Logging Out To Get Some Real Work Done

By Mel Campbell on January 5th, 2010 at 11:20 pm
"Hey bro, it's John. Just returning your Facebook poke."

"Hey bro, it's John. Just returning your Facebook poke."

Are you tired of finishing your workdays with that sick, sinking feeling of not having achieved very much? Annoyed at feeling scattered and distracted by the effort of keeping abreast of online news, gossip, conversations and viral content? Can’t help staying up late into the night blearily checking your Twitter replies, updating your Facebook status or LOLing at Bert, Ernie and Keyboard Cat covering Marky Mark?

You’re not alone. The idea of abstaining from social networking – or quitting the websites altogether – is gaining currency as users weary of the way these services eat into their lives.

Last year, Facebook users began to grow disillusioned with the service – some because of concerns over its privacy settings and the way it uses personal data; some because they grew tired of a culture of public narcissism; some because it’s a massive time-waster.

“Is Facebook doomed to someday become an online ghost town, run by zombie users who never update their pages and packs of marketers picking at the corpses of social circles they once hoped to exploit?” asked New York Times writer Virginia Heffernan.

Well, that’s what’s happened to MySpace. In December 2008, Facebook and MySpace were neck and neck, but while Facebook gained 200 million (mostly older) users in 2009 (an increase of 3.99 per cent), MySpace membership dropped by 11.15 per cent and Bebo by 15.41 per cent. This Onion News Network story about the “ruins of the Friendster civilisation” is satirical because it’s true.

Over the past week, Facebook has decided to block the IP addresses of two websites that allow their subscribers to automatically delete their Facebook, MySpace, Twitter and LinkedIn profiles. Web 2.0 Suicide Machine claims it “lets you delete all your energy sucking social-networking profiles, kill your fake virtual friends, and completely do away with your Web2.0 alterego.”

### Saved entries
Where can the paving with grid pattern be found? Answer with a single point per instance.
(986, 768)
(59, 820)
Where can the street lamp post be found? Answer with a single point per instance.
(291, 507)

### Tasks and exercises
• a. In the article on quitting social networking, by what percentage did MySpace membership drop in 2009?
• b. Summarize the article on quitting social networking in two sentences.
The records are material apart from the text.

### Results by task
• a. It dropped by 11.15 percent.

• b. Growing numbers of users are tiring of how social networking eats into their lives, and in 2009 some Facebook users became disillusioned over privacy, public narcissism, and wasted time, while MySpace and Bebo lost members as Facebook gained 200 million. Facebook has also blocked the IP addresses of two websites, including Web 2.0 Suicide Machine, that let subscribers automatically delete their social-networking profiles.